Create -Xtune:throughput option to favor throughput improvements

mpirvu commented 2 years ago

This option would give users an easy way to tune the OpenJ9 JVM towards better throughput scores, possibly at the expense of other performance metrics like footprint, start-up time or ramp-up time.

Some of the changes that could be done under the covers include:

Set the initial Java heap size (-Xms) to the maximum value (-Xmx)
Make inliner more aggressive with -Xjit:enableAggressiveInlining
Allow bigger methods with -Xjit:acceptHugeMethods
Allow more memory for the JIT compiler with -Xjit:scratchSpaceLimit=524288
Do not compile at cold: -Xjit:initialOptLevel=warm
Do not use AOT: -Xnoaot
Do not enable noServer during start-up: -Xjit:disableSelectiveNoServer

Other changes that may not be part of the default -Xtune:throughput mode include -XX:-EnableHCR and -Xjit:scorchingSampleThreshold=3000

mpirvu commented 2 years ago

@vijaysun-omr if you have other ideas on how throughput can be improved through tuning.

vijaysun-omr commented 2 years ago

I do feel that some way to "encourage" recompilations may need to be built into this option, i.e. if not -Xjit:scorchingSampleThreshold=3000 then we still need something else, e.g. maybe some reduction in the sampleInterval ? Note that sometimes throughput depends on how quickly we ramp up for short running applications and so we cannot go overboard with recompilations either.

vijaysun-omr commented 2 years ago

You may know the history of the -Xnoquickstart logic and whether there is anything from it to be borrowed for -Xtune:throughput. Having said that, I am interested in getting something delivered soon with the excellent list you had to start with as the basis for it. So I don't really want to hold up that initial and likely most impactful delivery to pick up every oiece of logic we want to include. We can always add that stuff later as we think of it.

mpirvu commented 2 years ago

-Xnoquickstart is no longer used and it had a different motivation: since Testarossa didn't have DLT at that time, it was a hack to boost performance for benchmarks that have the most important method called just once. Under the hood, -Xnoquickstart enabled count=0 for loopy methods.

════════════════════

Instructions to follow | Retype the passage of the -Xtune:throughput thread between "Create -Xtune:throughput option" and "maximum value (-Xmx)", inclusive.

════════════════════

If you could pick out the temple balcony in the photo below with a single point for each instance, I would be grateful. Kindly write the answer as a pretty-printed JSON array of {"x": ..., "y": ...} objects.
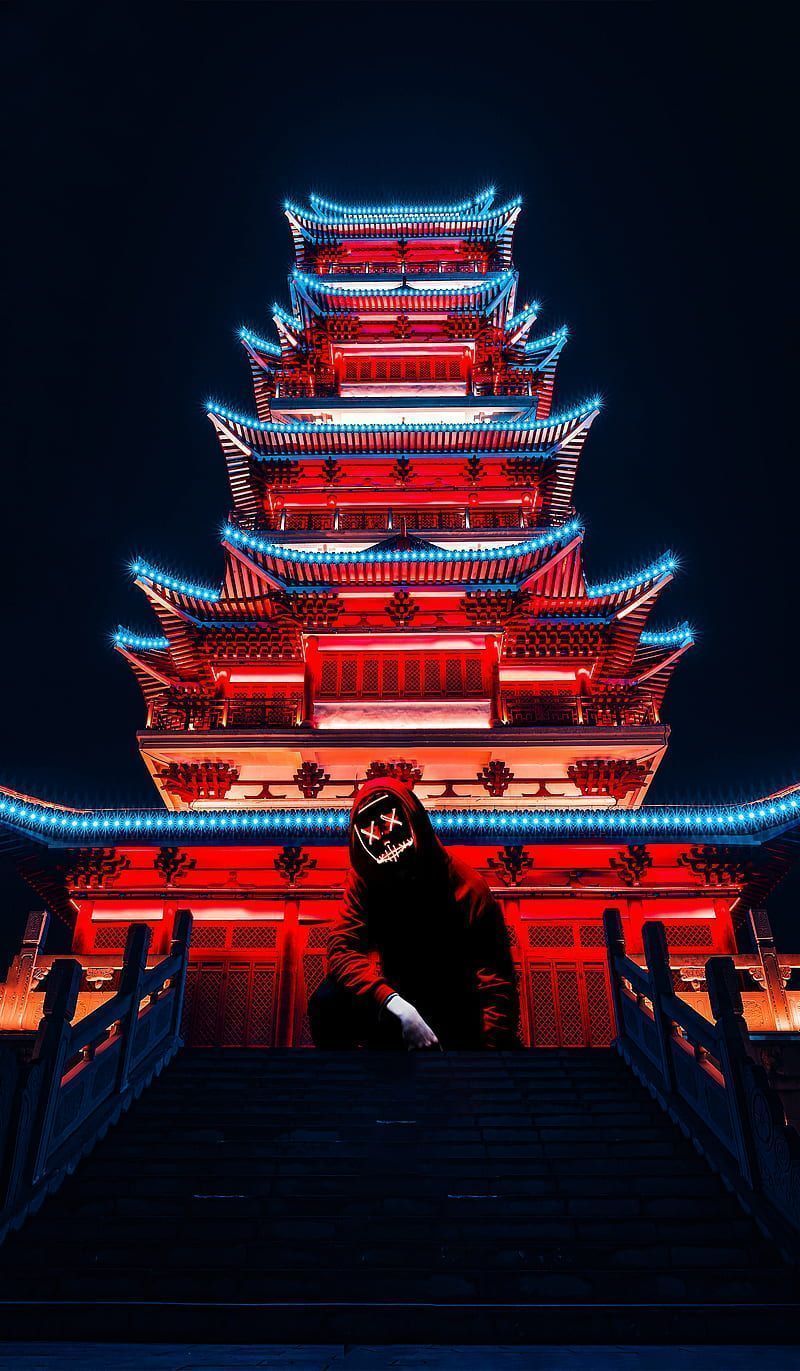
[
  {"x": 462, "y": 270},
  {"x": 395, "y": 518},
  {"x": 385, "y": 406},
  {"x": 448, "y": 747}
]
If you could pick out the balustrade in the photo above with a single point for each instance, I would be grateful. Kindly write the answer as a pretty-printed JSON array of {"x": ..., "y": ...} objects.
[
  {"x": 707, "y": 1076},
  {"x": 81, "y": 1076}
]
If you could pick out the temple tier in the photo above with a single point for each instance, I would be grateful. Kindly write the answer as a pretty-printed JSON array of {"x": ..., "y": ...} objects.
[
  {"x": 404, "y": 579},
  {"x": 404, "y": 594}
]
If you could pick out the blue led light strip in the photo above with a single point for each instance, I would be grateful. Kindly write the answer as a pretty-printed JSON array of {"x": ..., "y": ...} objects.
[
  {"x": 678, "y": 636},
  {"x": 558, "y": 336},
  {"x": 529, "y": 311},
  {"x": 663, "y": 566},
  {"x": 474, "y": 202},
  {"x": 260, "y": 344},
  {"x": 139, "y": 642},
  {"x": 173, "y": 583},
  {"x": 328, "y": 285},
  {"x": 750, "y": 819},
  {"x": 578, "y": 411},
  {"x": 550, "y": 538},
  {"x": 369, "y": 215}
]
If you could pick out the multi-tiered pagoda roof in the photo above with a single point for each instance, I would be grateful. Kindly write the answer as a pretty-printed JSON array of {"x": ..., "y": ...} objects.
[{"x": 403, "y": 560}]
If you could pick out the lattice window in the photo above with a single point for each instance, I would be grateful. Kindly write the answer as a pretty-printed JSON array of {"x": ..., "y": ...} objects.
[
  {"x": 371, "y": 520},
  {"x": 110, "y": 937},
  {"x": 255, "y": 935},
  {"x": 370, "y": 676},
  {"x": 495, "y": 518},
  {"x": 234, "y": 1006},
  {"x": 570, "y": 1015},
  {"x": 208, "y": 935},
  {"x": 689, "y": 935},
  {"x": 550, "y": 935},
  {"x": 313, "y": 978},
  {"x": 599, "y": 1006},
  {"x": 543, "y": 1008},
  {"x": 262, "y": 1008},
  {"x": 452, "y": 676},
  {"x": 473, "y": 676},
  {"x": 391, "y": 677},
  {"x": 206, "y": 1002},
  {"x": 592, "y": 935}
]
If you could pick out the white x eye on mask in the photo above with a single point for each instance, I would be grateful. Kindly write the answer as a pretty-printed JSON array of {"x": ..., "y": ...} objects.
[{"x": 382, "y": 830}]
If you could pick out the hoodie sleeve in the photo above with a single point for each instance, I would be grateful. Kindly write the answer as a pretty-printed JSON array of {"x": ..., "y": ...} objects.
[
  {"x": 495, "y": 979},
  {"x": 348, "y": 953}
]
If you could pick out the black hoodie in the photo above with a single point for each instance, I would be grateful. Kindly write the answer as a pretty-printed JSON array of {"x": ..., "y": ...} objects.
[{"x": 434, "y": 935}]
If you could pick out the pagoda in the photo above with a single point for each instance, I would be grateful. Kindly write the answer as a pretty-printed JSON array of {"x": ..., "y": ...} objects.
[{"x": 403, "y": 594}]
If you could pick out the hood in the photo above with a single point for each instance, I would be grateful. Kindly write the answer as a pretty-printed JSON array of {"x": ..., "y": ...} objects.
[{"x": 432, "y": 854}]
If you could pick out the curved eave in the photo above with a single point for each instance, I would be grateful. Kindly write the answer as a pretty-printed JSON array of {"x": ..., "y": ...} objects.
[
  {"x": 556, "y": 442},
  {"x": 540, "y": 354},
  {"x": 317, "y": 226},
  {"x": 469, "y": 569},
  {"x": 265, "y": 359},
  {"x": 156, "y": 665},
  {"x": 295, "y": 439},
  {"x": 322, "y": 295},
  {"x": 770, "y": 820}
]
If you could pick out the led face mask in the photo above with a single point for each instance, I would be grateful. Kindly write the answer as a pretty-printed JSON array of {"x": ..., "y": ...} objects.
[{"x": 384, "y": 831}]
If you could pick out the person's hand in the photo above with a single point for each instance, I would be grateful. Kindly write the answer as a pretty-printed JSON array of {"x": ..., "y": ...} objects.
[{"x": 415, "y": 1031}]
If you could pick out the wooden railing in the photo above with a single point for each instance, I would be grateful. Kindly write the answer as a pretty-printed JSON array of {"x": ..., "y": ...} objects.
[
  {"x": 59, "y": 1098},
  {"x": 707, "y": 1076}
]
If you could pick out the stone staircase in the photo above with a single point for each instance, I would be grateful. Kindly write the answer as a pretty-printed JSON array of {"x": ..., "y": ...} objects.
[{"x": 300, "y": 1196}]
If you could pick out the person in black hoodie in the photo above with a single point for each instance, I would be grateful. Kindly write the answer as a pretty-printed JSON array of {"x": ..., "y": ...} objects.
[{"x": 421, "y": 956}]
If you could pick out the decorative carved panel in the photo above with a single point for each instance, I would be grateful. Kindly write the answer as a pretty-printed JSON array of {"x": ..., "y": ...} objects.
[
  {"x": 511, "y": 864},
  {"x": 607, "y": 776},
  {"x": 293, "y": 864},
  {"x": 199, "y": 780}
]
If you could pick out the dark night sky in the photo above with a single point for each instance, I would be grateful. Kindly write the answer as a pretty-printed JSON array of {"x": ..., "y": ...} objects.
[{"x": 150, "y": 152}]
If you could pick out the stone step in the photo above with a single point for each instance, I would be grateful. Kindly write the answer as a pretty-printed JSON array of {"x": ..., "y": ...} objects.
[{"x": 348, "y": 1190}]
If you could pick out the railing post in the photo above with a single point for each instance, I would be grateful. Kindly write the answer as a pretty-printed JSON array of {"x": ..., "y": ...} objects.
[
  {"x": 658, "y": 964},
  {"x": 180, "y": 948},
  {"x": 47, "y": 1067},
  {"x": 614, "y": 949},
  {"x": 14, "y": 994},
  {"x": 771, "y": 967},
  {"x": 733, "y": 1039},
  {"x": 133, "y": 969}
]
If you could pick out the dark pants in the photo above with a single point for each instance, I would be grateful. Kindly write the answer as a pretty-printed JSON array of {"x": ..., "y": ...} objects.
[{"x": 341, "y": 1020}]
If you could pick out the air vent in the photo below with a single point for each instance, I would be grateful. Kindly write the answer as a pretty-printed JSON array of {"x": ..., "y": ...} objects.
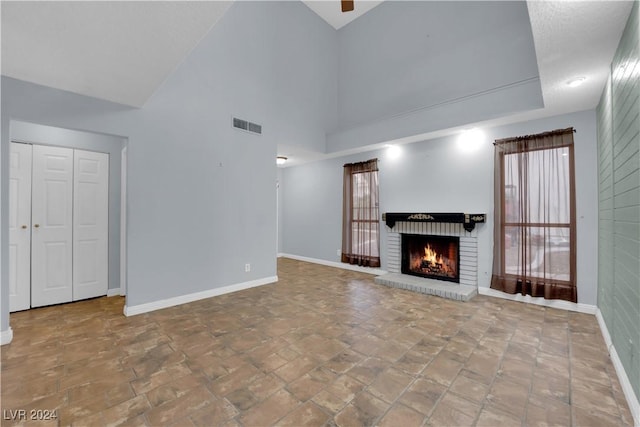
[{"x": 247, "y": 126}]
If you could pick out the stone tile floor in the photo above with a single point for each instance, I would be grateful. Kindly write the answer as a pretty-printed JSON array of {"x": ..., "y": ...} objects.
[{"x": 321, "y": 347}]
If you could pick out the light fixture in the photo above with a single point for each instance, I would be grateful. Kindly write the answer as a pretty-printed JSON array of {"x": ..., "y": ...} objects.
[{"x": 576, "y": 82}]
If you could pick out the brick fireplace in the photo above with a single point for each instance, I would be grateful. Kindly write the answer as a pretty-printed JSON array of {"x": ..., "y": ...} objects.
[{"x": 458, "y": 228}]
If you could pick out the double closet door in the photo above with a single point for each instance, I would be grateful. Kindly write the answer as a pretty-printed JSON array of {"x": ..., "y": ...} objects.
[{"x": 58, "y": 225}]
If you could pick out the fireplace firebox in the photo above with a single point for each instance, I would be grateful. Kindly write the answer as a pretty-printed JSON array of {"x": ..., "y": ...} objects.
[{"x": 433, "y": 257}]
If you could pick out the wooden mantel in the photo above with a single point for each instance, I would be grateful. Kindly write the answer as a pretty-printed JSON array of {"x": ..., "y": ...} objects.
[{"x": 468, "y": 221}]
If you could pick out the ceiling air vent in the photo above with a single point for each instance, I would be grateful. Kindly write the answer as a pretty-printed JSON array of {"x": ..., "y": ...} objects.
[{"x": 247, "y": 126}]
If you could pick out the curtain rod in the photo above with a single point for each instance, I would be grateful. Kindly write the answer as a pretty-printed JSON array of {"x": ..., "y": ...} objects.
[{"x": 539, "y": 135}]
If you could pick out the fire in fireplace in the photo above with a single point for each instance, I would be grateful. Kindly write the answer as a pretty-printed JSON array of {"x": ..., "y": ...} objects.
[{"x": 434, "y": 257}]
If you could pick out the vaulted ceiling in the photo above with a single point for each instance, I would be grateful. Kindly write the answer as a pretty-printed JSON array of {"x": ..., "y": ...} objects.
[{"x": 123, "y": 51}]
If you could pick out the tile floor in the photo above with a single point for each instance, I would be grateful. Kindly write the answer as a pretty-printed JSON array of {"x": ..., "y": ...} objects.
[{"x": 321, "y": 347}]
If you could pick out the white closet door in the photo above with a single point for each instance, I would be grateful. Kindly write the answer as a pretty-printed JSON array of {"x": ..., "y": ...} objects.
[
  {"x": 90, "y": 224},
  {"x": 19, "y": 226},
  {"x": 52, "y": 226}
]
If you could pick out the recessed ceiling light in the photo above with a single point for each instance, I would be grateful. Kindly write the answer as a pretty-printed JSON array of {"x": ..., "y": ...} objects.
[{"x": 576, "y": 82}]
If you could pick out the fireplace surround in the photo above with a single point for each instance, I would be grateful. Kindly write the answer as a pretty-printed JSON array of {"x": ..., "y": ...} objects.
[
  {"x": 431, "y": 256},
  {"x": 459, "y": 225}
]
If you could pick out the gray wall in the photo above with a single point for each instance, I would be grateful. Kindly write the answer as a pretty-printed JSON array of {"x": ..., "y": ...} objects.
[
  {"x": 619, "y": 202},
  {"x": 112, "y": 145},
  {"x": 402, "y": 72},
  {"x": 437, "y": 176},
  {"x": 201, "y": 195}
]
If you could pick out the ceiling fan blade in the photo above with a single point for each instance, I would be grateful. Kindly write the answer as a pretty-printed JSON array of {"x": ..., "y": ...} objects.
[{"x": 347, "y": 5}]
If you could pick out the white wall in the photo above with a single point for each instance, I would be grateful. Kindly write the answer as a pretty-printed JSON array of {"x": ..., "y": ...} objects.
[
  {"x": 438, "y": 176},
  {"x": 201, "y": 195},
  {"x": 411, "y": 67}
]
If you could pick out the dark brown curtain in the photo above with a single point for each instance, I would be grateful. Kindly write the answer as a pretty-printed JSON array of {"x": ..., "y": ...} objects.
[
  {"x": 360, "y": 214},
  {"x": 535, "y": 227}
]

════════════════════

Task response |
Create -Xtune:throughput option to favor throughput improvements

mpirvu commented 2 years ago

This option would give users an easy way to tune the OpenJ9 JVM towards better throughput scores, possibly at the expense of other performance metrics like footprint, start-up time or ramp-up time.

Some of the changes that could be done under the covers include:

Set the initial Java heap size (-Xms) to the maximum value (-Xmx)